EXERCISE PROMPT:
Reproduce verbatim every line from the one containing "Where can you spot the pedestrian" through the final line, inclusive.

* Start *

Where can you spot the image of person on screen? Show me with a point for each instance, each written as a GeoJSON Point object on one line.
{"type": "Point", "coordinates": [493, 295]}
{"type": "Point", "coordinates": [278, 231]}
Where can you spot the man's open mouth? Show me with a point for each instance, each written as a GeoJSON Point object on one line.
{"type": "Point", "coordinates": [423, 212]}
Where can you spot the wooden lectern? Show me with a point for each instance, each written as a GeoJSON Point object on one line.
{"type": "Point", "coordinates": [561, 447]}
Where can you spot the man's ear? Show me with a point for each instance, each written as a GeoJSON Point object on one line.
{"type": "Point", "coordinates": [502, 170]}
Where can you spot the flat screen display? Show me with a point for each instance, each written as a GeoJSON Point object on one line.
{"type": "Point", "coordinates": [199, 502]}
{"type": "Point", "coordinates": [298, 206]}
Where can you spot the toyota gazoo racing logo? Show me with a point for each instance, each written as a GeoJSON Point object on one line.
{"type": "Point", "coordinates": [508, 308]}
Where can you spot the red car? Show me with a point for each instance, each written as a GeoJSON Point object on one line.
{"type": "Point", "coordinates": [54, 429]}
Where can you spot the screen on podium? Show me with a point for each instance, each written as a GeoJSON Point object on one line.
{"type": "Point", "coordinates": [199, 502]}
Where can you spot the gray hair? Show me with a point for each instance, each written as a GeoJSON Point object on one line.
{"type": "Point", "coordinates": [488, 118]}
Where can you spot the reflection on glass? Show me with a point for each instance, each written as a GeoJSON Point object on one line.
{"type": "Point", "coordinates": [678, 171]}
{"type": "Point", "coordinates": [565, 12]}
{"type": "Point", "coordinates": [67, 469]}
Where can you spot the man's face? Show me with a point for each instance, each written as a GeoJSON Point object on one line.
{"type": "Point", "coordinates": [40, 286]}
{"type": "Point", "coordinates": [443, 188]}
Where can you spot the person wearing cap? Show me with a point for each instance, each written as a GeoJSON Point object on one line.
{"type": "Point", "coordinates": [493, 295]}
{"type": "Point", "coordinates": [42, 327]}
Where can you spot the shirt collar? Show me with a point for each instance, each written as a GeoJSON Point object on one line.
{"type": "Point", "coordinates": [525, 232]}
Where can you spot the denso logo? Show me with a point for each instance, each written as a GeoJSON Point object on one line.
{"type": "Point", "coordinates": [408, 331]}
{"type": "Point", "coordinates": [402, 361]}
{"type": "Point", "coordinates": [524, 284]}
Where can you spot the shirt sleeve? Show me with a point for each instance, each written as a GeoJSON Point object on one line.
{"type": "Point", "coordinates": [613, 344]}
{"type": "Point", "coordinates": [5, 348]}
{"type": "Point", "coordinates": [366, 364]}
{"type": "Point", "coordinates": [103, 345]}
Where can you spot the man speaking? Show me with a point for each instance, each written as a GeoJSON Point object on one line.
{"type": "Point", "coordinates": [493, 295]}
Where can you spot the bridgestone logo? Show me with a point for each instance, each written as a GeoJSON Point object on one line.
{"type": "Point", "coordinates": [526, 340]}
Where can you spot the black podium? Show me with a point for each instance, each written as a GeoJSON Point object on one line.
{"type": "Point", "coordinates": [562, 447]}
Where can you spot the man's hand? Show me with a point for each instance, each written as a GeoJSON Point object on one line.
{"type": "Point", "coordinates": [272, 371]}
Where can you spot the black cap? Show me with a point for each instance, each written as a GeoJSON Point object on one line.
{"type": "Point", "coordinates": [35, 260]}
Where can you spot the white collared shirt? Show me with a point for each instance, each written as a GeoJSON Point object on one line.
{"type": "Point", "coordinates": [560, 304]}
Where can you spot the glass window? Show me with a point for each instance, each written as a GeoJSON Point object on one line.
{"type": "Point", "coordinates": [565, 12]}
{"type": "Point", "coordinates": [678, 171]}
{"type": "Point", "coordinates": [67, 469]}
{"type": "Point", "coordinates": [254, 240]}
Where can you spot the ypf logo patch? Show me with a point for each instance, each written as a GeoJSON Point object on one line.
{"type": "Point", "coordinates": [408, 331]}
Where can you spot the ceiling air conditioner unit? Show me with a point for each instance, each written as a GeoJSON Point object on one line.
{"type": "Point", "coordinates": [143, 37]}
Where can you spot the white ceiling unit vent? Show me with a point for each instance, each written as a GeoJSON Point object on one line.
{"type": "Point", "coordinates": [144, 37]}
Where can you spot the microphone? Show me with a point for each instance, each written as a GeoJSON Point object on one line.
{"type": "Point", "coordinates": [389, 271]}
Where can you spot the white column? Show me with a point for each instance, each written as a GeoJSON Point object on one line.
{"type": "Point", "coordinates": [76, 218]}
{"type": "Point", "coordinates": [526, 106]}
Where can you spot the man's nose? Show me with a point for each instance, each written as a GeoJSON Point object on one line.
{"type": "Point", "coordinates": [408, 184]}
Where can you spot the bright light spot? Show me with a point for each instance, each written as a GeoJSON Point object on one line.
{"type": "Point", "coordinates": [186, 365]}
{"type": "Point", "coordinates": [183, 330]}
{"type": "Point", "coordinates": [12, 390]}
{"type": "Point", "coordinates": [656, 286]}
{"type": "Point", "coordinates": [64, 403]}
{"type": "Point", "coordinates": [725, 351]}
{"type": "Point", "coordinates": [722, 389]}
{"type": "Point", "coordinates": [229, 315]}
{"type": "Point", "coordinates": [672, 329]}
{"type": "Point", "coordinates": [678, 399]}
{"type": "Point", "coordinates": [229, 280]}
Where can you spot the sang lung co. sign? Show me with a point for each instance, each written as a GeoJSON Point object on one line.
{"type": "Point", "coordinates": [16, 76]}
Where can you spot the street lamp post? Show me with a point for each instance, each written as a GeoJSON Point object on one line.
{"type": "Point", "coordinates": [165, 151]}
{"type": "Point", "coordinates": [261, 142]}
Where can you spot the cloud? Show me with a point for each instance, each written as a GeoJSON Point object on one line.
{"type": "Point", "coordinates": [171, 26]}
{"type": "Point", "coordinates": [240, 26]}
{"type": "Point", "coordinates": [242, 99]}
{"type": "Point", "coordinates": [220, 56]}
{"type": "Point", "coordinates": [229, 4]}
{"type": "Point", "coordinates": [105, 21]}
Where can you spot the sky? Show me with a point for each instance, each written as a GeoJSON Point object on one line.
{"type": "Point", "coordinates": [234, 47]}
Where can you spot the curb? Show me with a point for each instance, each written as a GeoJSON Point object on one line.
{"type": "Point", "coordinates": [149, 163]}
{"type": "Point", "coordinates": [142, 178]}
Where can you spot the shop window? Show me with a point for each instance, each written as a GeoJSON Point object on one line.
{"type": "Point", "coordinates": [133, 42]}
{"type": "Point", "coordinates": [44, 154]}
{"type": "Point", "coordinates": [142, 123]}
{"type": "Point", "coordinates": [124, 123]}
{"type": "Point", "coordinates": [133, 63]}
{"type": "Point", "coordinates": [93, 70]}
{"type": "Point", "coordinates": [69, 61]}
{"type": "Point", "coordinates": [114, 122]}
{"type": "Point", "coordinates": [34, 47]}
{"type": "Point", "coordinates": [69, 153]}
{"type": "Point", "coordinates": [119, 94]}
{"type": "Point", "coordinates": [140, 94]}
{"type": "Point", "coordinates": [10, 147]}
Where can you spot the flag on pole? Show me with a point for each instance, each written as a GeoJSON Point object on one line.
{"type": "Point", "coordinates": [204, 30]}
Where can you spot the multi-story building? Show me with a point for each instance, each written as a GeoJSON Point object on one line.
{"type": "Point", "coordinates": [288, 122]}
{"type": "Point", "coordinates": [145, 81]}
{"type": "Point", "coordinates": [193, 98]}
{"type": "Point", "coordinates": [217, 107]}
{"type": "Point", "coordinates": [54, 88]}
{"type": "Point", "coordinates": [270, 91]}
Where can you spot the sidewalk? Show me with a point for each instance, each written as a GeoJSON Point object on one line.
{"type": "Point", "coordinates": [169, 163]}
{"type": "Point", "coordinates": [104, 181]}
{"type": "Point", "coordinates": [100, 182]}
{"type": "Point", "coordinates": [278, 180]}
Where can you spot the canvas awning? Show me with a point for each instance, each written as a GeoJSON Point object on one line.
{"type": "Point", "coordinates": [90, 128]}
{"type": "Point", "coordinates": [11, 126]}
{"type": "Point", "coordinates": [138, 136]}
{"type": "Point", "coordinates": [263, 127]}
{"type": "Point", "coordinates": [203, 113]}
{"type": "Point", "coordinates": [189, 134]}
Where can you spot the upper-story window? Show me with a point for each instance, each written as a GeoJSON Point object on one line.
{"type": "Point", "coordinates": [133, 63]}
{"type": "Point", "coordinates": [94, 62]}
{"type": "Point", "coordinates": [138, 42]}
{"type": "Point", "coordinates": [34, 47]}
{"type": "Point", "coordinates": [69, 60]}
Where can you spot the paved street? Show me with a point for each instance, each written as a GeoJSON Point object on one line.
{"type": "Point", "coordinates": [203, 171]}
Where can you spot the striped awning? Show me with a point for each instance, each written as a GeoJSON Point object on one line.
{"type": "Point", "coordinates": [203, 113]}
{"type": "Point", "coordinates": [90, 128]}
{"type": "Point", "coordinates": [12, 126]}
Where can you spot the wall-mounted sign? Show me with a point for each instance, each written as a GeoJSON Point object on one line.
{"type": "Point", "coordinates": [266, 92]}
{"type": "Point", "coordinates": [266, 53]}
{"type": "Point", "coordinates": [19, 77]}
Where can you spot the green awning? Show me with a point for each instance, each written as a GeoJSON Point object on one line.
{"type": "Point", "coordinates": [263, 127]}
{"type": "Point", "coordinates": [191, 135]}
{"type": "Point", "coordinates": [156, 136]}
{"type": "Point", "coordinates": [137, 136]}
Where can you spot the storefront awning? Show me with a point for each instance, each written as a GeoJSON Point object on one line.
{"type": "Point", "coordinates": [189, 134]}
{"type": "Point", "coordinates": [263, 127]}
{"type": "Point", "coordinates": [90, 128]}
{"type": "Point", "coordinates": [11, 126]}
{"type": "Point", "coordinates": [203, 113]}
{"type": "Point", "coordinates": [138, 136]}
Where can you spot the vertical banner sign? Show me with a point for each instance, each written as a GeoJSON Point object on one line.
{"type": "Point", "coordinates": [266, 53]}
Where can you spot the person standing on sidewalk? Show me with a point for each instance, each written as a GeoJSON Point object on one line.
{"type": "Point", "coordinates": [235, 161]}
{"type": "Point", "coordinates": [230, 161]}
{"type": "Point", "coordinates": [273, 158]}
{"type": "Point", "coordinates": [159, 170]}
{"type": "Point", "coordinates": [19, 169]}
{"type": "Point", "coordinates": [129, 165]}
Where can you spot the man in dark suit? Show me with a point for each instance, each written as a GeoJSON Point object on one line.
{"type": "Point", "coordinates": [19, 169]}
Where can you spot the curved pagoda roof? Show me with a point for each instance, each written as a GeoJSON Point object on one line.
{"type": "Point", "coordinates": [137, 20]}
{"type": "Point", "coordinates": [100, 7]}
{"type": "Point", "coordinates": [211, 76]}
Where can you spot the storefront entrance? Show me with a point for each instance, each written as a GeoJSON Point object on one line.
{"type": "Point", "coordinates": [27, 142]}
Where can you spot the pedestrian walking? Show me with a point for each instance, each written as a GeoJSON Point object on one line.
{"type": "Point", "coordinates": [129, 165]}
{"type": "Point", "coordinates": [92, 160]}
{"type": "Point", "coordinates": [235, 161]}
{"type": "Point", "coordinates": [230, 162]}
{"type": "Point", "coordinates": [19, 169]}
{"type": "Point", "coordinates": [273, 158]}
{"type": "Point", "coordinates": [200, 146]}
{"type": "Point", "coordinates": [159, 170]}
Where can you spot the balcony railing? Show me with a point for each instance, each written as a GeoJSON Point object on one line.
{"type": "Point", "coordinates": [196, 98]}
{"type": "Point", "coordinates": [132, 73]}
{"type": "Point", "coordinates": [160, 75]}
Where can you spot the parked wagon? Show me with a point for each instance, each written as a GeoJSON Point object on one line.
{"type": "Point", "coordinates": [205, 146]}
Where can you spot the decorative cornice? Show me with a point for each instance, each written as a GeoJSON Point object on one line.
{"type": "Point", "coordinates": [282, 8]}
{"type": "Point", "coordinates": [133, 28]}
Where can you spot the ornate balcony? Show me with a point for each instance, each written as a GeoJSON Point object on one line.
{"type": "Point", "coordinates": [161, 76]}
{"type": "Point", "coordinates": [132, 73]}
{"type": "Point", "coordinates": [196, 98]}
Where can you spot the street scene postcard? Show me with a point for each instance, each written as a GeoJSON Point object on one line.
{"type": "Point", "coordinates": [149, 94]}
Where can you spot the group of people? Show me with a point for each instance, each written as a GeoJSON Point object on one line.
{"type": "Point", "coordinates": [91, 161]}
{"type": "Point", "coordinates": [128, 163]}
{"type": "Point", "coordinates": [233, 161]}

* End *

ANSWER TO THE EXERCISE:
Where can you spot the pedestrian walking? Show me with a point for each instance, each written as a GeoJSON Point object on one line.
{"type": "Point", "coordinates": [129, 165]}
{"type": "Point", "coordinates": [92, 160]}
{"type": "Point", "coordinates": [235, 161]}
{"type": "Point", "coordinates": [230, 162]}
{"type": "Point", "coordinates": [19, 169]}
{"type": "Point", "coordinates": [273, 158]}
{"type": "Point", "coordinates": [200, 146]}
{"type": "Point", "coordinates": [159, 170]}
Where can you spot the balcony railing? Show me with a point for each instance, each written as a GeoJSON Point object on one line.
{"type": "Point", "coordinates": [196, 98]}
{"type": "Point", "coordinates": [132, 73]}
{"type": "Point", "coordinates": [160, 75]}
Where can you spot the parked wagon? Show me with a point for each instance, each written as a GeoJSON Point object on one line.
{"type": "Point", "coordinates": [205, 146]}
Where can you spot the decorative cornice? Show me with a point for each instance, each written as a GeoJSON Point object on one line.
{"type": "Point", "coordinates": [282, 8]}
{"type": "Point", "coordinates": [133, 28]}
Where can you spot the ornate balcony? Show me with a point for each instance, each written as a GeoJSON Point object on one line.
{"type": "Point", "coordinates": [161, 76]}
{"type": "Point", "coordinates": [132, 73]}
{"type": "Point", "coordinates": [196, 98]}
Where can you spot the street scene postcard? Show me with a point for each instance, each written as a GeoJSON Point object on one line.
{"type": "Point", "coordinates": [149, 94]}
Where can you spot the group of people? Show me with a point for each instance, each written as a GeoJSON Point object on one line.
{"type": "Point", "coordinates": [91, 161]}
{"type": "Point", "coordinates": [128, 163]}
{"type": "Point", "coordinates": [233, 161]}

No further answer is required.